Referring expression pointing data:
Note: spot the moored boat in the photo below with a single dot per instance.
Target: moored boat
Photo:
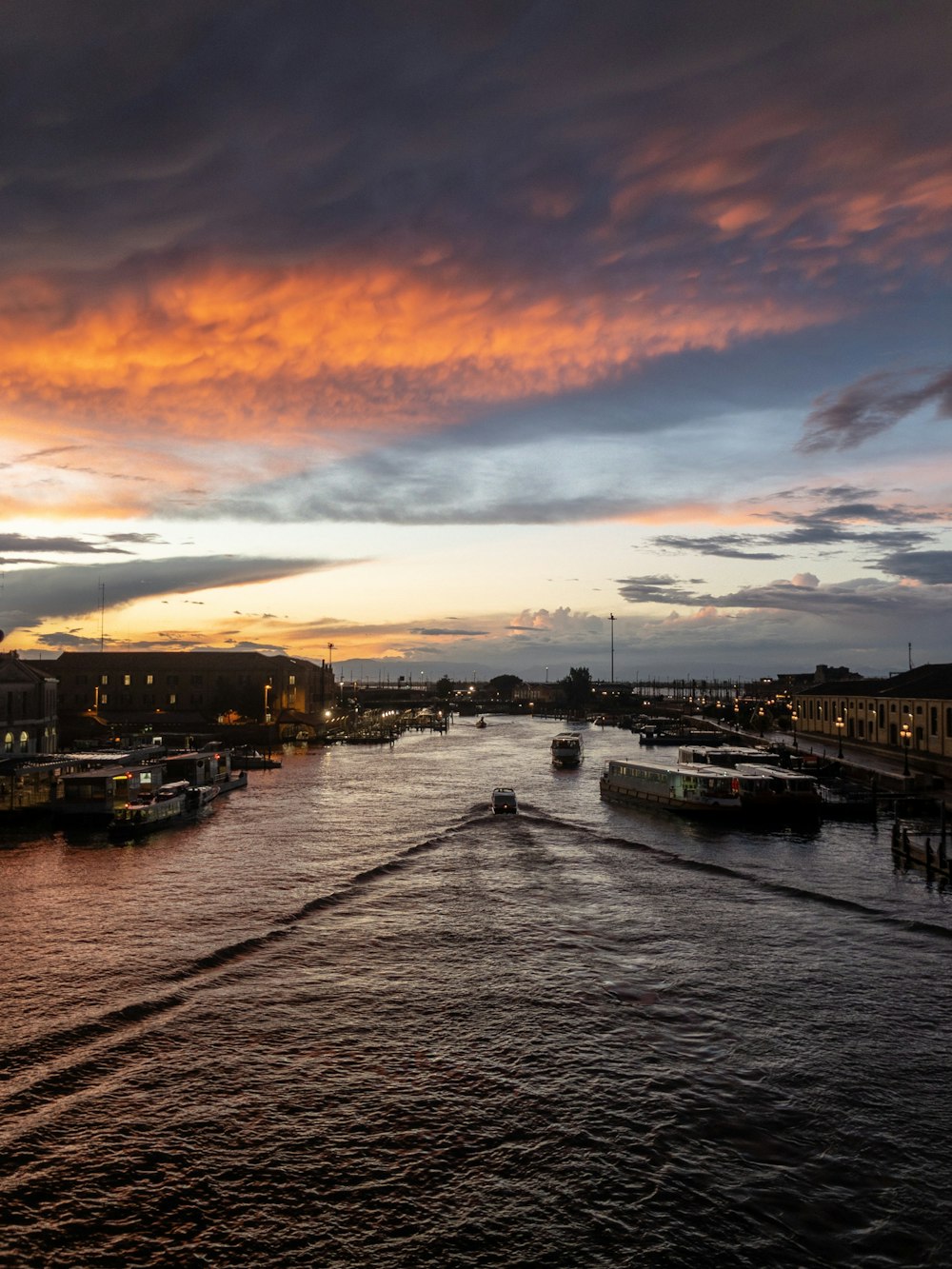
(567, 749)
(173, 803)
(505, 801)
(779, 796)
(688, 788)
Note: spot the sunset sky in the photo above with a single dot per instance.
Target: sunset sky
(441, 331)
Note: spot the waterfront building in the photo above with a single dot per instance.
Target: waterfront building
(154, 693)
(909, 712)
(30, 708)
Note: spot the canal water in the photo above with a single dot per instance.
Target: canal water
(353, 1018)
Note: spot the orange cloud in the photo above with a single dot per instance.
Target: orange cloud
(311, 349)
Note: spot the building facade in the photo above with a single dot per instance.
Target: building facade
(168, 690)
(29, 698)
(909, 712)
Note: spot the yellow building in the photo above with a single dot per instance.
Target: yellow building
(909, 712)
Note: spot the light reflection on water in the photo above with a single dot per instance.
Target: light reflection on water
(353, 1020)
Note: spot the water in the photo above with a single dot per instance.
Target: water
(354, 1020)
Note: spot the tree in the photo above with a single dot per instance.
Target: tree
(577, 686)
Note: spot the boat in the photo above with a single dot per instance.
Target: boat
(779, 796)
(173, 803)
(503, 801)
(567, 749)
(688, 788)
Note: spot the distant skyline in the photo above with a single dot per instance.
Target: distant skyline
(441, 332)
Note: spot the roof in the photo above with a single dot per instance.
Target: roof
(14, 670)
(923, 683)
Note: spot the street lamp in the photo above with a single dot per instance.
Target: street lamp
(905, 732)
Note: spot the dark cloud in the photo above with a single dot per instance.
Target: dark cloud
(655, 589)
(848, 418)
(838, 602)
(74, 590)
(833, 525)
(448, 629)
(60, 545)
(506, 136)
(931, 567)
(729, 545)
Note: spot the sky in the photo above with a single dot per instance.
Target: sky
(479, 338)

• **TASK STATEMENT**: When a line in the data above contains the string "moored", copy that line.

• **ANSWER SECTION**:
Note: spot the moored boat in the photo below with a single dot per instance.
Target: moored boat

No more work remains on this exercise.